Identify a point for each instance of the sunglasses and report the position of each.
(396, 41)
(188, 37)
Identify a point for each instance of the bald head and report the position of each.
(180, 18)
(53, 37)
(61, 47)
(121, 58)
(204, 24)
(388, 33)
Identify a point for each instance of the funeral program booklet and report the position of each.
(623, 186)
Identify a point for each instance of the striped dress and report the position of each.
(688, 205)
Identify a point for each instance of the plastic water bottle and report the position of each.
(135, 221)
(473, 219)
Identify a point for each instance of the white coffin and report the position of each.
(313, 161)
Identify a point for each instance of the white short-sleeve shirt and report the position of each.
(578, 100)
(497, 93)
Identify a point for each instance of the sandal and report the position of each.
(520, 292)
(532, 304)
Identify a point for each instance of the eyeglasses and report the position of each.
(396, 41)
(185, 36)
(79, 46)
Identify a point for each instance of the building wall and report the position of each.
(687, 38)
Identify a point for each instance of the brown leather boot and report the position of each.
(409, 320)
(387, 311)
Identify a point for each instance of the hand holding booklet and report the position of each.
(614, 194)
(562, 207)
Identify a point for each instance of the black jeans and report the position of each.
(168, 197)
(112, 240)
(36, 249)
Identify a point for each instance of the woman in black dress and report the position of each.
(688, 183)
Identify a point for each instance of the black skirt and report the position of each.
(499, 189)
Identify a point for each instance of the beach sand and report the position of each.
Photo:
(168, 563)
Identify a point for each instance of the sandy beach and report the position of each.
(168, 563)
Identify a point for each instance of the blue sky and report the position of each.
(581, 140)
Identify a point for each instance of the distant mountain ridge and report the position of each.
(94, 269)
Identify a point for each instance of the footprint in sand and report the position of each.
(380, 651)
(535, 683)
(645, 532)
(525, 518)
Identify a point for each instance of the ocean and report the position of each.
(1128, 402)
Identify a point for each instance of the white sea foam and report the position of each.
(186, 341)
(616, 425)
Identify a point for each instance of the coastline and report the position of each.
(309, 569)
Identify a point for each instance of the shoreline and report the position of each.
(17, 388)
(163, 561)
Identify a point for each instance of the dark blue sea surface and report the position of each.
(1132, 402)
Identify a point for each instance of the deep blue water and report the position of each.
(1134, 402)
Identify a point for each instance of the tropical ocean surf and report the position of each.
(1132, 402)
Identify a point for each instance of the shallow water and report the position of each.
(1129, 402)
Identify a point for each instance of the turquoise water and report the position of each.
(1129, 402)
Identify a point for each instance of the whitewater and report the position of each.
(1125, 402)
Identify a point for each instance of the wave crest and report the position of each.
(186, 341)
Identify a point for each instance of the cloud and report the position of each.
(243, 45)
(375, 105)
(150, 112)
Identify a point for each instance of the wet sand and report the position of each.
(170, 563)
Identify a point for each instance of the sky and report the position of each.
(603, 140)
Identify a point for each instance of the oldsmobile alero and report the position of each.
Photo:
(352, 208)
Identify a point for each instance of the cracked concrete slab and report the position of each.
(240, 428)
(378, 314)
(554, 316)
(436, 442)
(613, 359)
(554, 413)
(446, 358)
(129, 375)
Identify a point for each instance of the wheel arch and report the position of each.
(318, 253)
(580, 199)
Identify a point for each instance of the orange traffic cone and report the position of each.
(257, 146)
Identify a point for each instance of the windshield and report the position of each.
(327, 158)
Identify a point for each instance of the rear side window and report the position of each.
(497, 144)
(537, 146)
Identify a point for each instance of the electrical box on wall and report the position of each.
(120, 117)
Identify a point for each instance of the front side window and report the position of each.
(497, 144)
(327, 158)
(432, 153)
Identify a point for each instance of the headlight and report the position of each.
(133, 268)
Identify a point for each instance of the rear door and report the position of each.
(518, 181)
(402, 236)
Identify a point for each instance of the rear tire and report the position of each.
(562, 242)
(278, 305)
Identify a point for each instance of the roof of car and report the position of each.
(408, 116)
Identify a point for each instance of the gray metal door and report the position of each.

▸ **BRIEF**
Make an exact copy of the data above.

▸ **EXERCISE ANSWER**
Identify a point for each instance of the sunglasses and report the position of each.
(396, 41)
(188, 37)
Identify a point for each instance of the bald head and report the position of each.
(180, 18)
(53, 37)
(61, 47)
(121, 58)
(204, 24)
(388, 33)
Identify a point for each instance of the funeral program booklet and report the position of each.
(623, 186)
Identify a point for each instance of the striped dress and report the position of each.
(688, 205)
Identify a point for each instance of the plastic water bottle and report the position of each.
(135, 221)
(473, 219)
Identify a point for each instance of the white coffin and report the position of each.
(313, 161)
Identify a point for each instance of the white short-sleeve shirt and report the position of each.
(578, 100)
(497, 93)
Identify a point for each instance of the sandal and report the position of each.
(520, 292)
(532, 304)
Identify a point for each instance of the eyeglasses and report the position of each.
(396, 41)
(185, 36)
(79, 46)
Identify a point for each instance of the building wall and report the position of each.
(687, 38)
Identify a point for each instance of the brown leather boot and report the position of each.
(409, 320)
(387, 311)
Identify a point for each instance of the hand holding booklet and report the position of each.
(614, 194)
(562, 207)
Identify a point for each instance of the black jeans and report the position of each.
(168, 197)
(112, 240)
(36, 249)
Identify a point for each instance of the woman in black dress and report the position of each.
(688, 183)
Identify a point for each instance of the black skirt and report the position of each.
(499, 189)
Identify a point for each instance of the beach sand and report the position of each.
Photo:
(168, 563)
Identify a point for each instance of the sandy beach and report the position of each.
(168, 563)
Identify a point for each instance of the blue sky and report the position of each.
(581, 140)
Identify a point for each instance of the distant mountain ridge and report the position of each.
(94, 269)
Identify a point for each instance of the footprint in sand and report the position of each.
(380, 651)
(535, 683)
(645, 532)
(525, 518)
Identify a point for each instance of the ocean and report the position of each.
(1128, 402)
Identify a point for each instance of the white sea foam and report the position of each.
(186, 341)
(616, 425)
Identify a point for each instance of the coastline and report the position of each.
(309, 569)
Identify a point for each instance of the shoreline and report the position of each.
(17, 388)
(163, 561)
Identify a point for each instance of the dark blue sea surface and report the position of each.
(1132, 402)
Identify a point for each instance of the deep blue water and report the position of each.
(1134, 402)
Identify a point for each instance of the tropical ocean surf and report the position of each.
(1132, 402)
Identify a point for each instance of the shallow water and report the position of each.
(1129, 402)
Identify a point for each instance of the turquoise water and report the position of each.
(1129, 402)
Identify a point for each instance of the whitewater and report the position of each.
(1125, 402)
Identify a point for each instance of the wave crest and report the position of each.
(186, 341)
Identify a point for each instance of the cloud and report the position of each.
(243, 45)
(375, 105)
(150, 112)
Identify a point for each instance of the wet sand and report the position of each.
(170, 563)
Identify a point for each instance of the sky and report the position of each.
(603, 140)
Identify a point for each instance of the oldsmobile alero and report the position of each.
Photo:
(352, 208)
Identify a point for each instance of the cracked concrete slab and report the position of each.
(240, 428)
(378, 314)
(554, 316)
(436, 442)
(613, 359)
(554, 413)
(446, 358)
(129, 375)
Identify a point for each instance of the wheel arch and report the position of each.
(318, 253)
(580, 199)
Identify a point for each instance of the orange traffic cone and report the position of each.
(257, 146)
Identify a point for each instance of the windshield and report the position of each.
(327, 158)
Identify a point for each instance of the rear side window and report the position of each.
(497, 144)
(537, 146)
Identify a point for each instance of the electrical box on wall and report the position of each.
(120, 117)
Identify a point for each instance of the front side window and report the position of each.
(497, 144)
(327, 158)
(432, 153)
Identify a point for each instance of the headlight and report the position of each.
(133, 268)
Identify a point for each instance of the rear door and report the position of each.
(518, 181)
(402, 236)
Identify a point for each instance of the rear tire and report the position of each.
(562, 242)
(278, 305)
Identify a point for each instance of the roof of car and report the position of each.
(408, 116)
Identify a point for each instance of the gray metal door and report the position of each.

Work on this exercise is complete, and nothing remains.